WHAT YOU WILL DO: Pick out every line that contains the string "saxophone" and copy each one. Case counts.

— BEGIN DATA RECORDS —

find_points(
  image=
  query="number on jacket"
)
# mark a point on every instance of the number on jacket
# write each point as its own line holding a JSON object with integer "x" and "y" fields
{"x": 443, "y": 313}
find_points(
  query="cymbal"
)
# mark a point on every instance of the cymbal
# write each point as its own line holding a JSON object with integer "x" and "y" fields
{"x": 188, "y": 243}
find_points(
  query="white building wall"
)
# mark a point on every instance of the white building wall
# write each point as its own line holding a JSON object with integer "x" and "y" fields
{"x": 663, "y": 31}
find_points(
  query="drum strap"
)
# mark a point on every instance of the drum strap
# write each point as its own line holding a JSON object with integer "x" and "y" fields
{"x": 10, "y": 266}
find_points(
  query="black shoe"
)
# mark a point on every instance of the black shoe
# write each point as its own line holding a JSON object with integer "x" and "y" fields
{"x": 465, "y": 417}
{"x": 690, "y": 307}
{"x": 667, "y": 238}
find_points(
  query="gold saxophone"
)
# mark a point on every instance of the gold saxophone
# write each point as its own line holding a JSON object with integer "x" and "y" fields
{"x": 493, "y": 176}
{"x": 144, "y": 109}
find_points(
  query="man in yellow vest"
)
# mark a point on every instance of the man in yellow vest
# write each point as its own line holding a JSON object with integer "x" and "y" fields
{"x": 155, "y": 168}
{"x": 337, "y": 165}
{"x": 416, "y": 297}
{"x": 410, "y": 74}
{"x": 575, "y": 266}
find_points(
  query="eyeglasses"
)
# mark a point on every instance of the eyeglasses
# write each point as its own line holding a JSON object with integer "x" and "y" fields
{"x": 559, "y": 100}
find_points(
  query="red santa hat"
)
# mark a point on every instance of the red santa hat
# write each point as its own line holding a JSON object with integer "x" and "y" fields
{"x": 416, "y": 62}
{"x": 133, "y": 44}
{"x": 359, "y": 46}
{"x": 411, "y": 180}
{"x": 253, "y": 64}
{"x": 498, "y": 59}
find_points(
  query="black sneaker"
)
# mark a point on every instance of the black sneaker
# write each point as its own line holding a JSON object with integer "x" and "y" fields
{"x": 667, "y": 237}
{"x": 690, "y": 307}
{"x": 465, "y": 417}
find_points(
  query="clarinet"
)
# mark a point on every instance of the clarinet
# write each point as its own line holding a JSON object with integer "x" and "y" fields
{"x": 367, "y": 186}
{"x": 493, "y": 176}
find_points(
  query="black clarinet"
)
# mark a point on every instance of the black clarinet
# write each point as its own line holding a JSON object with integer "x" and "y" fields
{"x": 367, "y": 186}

— END DATA RECORDS —

FINAL RESULT:
  query="gold saxophone"
# mark a point on every instance of the gold saxophone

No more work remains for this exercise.